Document text: Begin

I tried updating, but it seems that somehow triggered hdf5 to not be parallel?
That is the initial cmake command (which was working before). I'm not sure what to try next.
I tried and here is what works for me
mpi-environment.yaml
name: samurai-env
channels:
- conda-forge
dependencies:
- cmake
- ninja
- xtensor<0.26
- highfive>=2.10
- fmt
- pugixml
- cxxopts
- cli11<2.5
- pytest
- h5py
- openmpi
- libboost-mpi<1.87 # MPI seems broken with 1.87 with the error : symbol not found in flat namespace '_PyBaseObject_Type'
- libboost-devel
- libboost-headers
- hdf5=*=mpi*
Dockerfile
ARG base=ghcr.io/converged-computing/flux-openmpi:ubuntu2204
FROM ${base}
WORKDIR /opt
RUN wget https://github.com/conda-forge/miniforge/releases/latest/download/Miniforge3-Linux-x86_64.sh && \
chmod +x Miniforge3-Linux-x86_64.sh && \
bash Miniforge3-Linux-x86_64.sh -p /opt/miniconda -b
ENV PATH=/opt/miniconda/bin:$PATH
COPY ./mpi-environment.yaml ./mpi-environment.yaml
RUN mamba env create --file ./mpi-environment.yaml
SHELL ["conda", "run", "-n", "samurai-env", "/bin/bash", "-c"]
RUN mamba install -y cxx-compiler
RUN git clone https://github.com/hpc-maths/samurai /opt/samurai && \
cd /opt/samurai && \
cmake . -Bbuild -GNinja \
-DCMAKE_BUILD_TYPE=Release \
-DWITH_MPI=ON \
-DBUILD_DEMOS=ON && \
cmake --build ./build --config Release --target finite-volume-advection-2d
Hope this will help !
Thank you! I should be able to test again this week! I'm epically flailing with ebpf in containers at the moment. 😆
ok - container is built and finite volume is working in a test environment!
Here are the options I see:
How should I run this starting at 4 nodes up to (likely) 64? What kind of scaling, what parameters to set (and how to change, if needed, aside from the nodes and tasks) and what is the FOM?

Document text: End
Information shown: Begin

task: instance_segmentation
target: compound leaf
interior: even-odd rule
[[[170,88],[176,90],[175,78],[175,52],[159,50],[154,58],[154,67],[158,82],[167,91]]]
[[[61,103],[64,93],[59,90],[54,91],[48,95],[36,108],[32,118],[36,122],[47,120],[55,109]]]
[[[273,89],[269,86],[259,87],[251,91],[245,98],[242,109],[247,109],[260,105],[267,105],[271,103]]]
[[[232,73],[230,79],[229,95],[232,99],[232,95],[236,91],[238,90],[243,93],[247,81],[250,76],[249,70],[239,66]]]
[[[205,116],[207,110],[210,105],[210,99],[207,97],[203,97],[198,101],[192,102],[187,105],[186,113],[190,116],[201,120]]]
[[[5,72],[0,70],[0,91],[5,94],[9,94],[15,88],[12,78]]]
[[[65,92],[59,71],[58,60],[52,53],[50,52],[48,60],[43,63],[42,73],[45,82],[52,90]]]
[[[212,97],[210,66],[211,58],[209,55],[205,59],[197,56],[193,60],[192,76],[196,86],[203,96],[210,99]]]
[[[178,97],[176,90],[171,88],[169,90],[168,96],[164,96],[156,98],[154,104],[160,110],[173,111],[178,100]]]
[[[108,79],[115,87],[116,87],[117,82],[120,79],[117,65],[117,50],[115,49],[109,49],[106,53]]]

Information shown: End

[Activity A]
Answer these questions using the forum thread on building samurai with MPI:
(i) Which channel does the environment file list?
(ii) What version limit does the environment file set for libboost-mpi?
(iii) Which target does the final cmake build command name?
[Activity B]
Go on with the forum thread on building samurai with MPI, beginning after its final sentence.

[Response area A]
(i) conda-forge
(ii) It must be below 1.87 (libboost-mpi<1.87).
(iii) finite-volume-advection-2d

[Response area B]
I'm off to bed but can run these tomorrow.
Nice !
The first thing you can do is to try to run the example without the adaptive mesh. To do this, you have to set min_level=max_level. If you are doing a strong scaling measure, you can start with a max_leve=min_level=14.
For the weak scaling, you need to increase the number of levels depending on the number of subdomains. The domain is divided in the y-direction and the number of cells in each direction is $2^{level}$.
Do you have an example with strong scaling? Or just use min and max == 14 and give more resources?
I would basically do:
flux run -N4 -n352 ./finite-volume-advection-2d --min-level=14 --max-level=14
flux run -N8 -n704 ./finite-volume-advection-2d --min-level=14 --max-level=14
...
Up to the largest size (likely 64). Is the FOM just the duration?
Yes. I think it is enough. Maybe, you should remove the I/O, because otherwise you will write a big file and most of the time will be consumed by this task.
To remove the I/O, you just have to comment the lines where you have the save function called in the main function.